# SOURCE
# 585 vs. 585 Ultra?



## SJS (Mar 13, 2006)

Hi,

I have owned a 2006 585 for about a year now. I cracked the frame in a car accident (it fell off the rack). I am going to replace it with another 585, but I cannot decide whether to go with the 585 or 585 Ultra? I weigh 150 pounds, and use the bike for long training rides, road races, and some crits. I am a strong climber. I have never felt a lack of stiffness in the normal 585, but don't see a downside to the increased stiffness of the Ultra, provided it is still somewhat similar in comfort. Can anyone shed some light on which to go with for my replacement frame?

Thanks!


----------



## mattco (Jun 26, 2007)

I've had a new 585 Ultra for 2 weeks now and have put around 200 miles on it. Not a huge amount for giving guidance yet, but I am in LOVE with it. I upgraded from an older model Look and was a little worried about the increase in stiffness for my weight. I'm 155 pounds and find it to be a very smooth ride. I test rode a 585 Origin for 75 miles and have not been able to notice a major comfort difference. Both were amazing and I would recommend the Ultra to anyone.


----------



## ilan (Nov 27, 2006)

mattco said:


> I've had a new 585 Ultra for 2 weeks now and have put around 200 miles on it. Not a huge amount for giving guidance yet, but I am in LOVE with it. I upgraded from an older model Look and was a little worried about the increase in stiffness for my weight. I'm 155 pounds and find it to be a very smooth ride. I test rode a 585 Origin for 75 miles and have not been able to notice a major comfort difference. Both were amazing and I would recommend the Ultra to anyone.


I just came back from visiting a bike shop near Paris (Cycles du Tourmalet) where I told them I was interested in buying a 585. They had the frame "on sale" for 2100 Euros, but basically, their policy is to never give any test rides ever. They also stated that in France, there is no such thing as test riding a bicycle. When I told them that in the USA, every shop allows you test rides, even up to an hour (you seem to have had more time), their reaction was disbelief, then, please go there, and why not leave our store as quickly as possible while you're at it. Thankfully, I'm visiting the USA next week, so I will be able to test ride some bikes, though probably not the Look. The mail order price for the 585 is $2500, so almost 300 Euros less than the price in France! If you can't even try out a bike, I don't see the point of not ordering it online.

So, I would appreciate it if someone could tell me if there are any shops near Burlington, VT, which carry Look bikes. If it works out, I will probably buy it there, I'll be in the area for 6 weeks.

-ilan


----------



## chas (Aug 10, 2006)

ilan said:


> So, I would appreciate it if someone could tell me if there are any shops near Burlington, VT, which carry Look bikes. If it works out, I will probably buy it there, I'll be in the area for 6 weeks.
> 
> -ilan


Look Dealers

Unfortunately we don't have any bike dealers in Burlington, but there are a few you could visit if you're up for spending some time on the road.

*[email protected]*


----------



## ilan (Nov 27, 2006)

chas said:


> Look Dealers
> 
> Unfortunately we don't have any bike dealers in Burlington, but there are a few you could visit if you're up for spending some time on the road.

# INFORMATION SHOWN
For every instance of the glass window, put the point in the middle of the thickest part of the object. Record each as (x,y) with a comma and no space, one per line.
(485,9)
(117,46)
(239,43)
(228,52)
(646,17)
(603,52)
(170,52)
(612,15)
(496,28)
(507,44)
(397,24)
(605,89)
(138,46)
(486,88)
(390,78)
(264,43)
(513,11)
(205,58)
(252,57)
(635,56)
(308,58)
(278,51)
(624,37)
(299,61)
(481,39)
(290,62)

# INSTRUCTION 1
From the bike forum thread, transcribe the part that begins with the words containing "I have owned" and ends with "(Jun 26, 2007)".
# INSTRUCTION 2
Does the bike forum thread agree with each statement below? Answer yes or no for each, and quote the words from the thread that settle it.
(a) SJS cracked the frame when it fell off the rack in a car accident.
(b) mattco test rode a 585 Origin for 200 miles.
(c) The shop near Paris had the frame on sale for 2500 Euros.

# WRITTEN REPLY 1
I have owned a 2006 585 for about a year now. I cracked the frame in a car accident (it fell off the rack). I am going to replace it with another 585, but I cannot decide whether to go with the 585 or 585 Ultra? I weigh 150 pounds, and use the bike for long training rides, road races, and some crits. I am a strong climber. I have never felt a lack of stiffness in the normal 585, but don't see a downside to the increased stiffness of the Ultra, provided it is still somewhat similar in comfort. Can anyone shed some light on which to go with for my replacement frame?

Thanks!


----------



## mattco (Jun 26, 2007)

# WRITTEN REPLY 2
(a) Yes: "I cracked the frame in a car accident (it fell off the rack)."
(b) No: "I test rode a 585 Origin for 75 miles"
(c) No: "They had the frame "on sale" for 2100 Euros"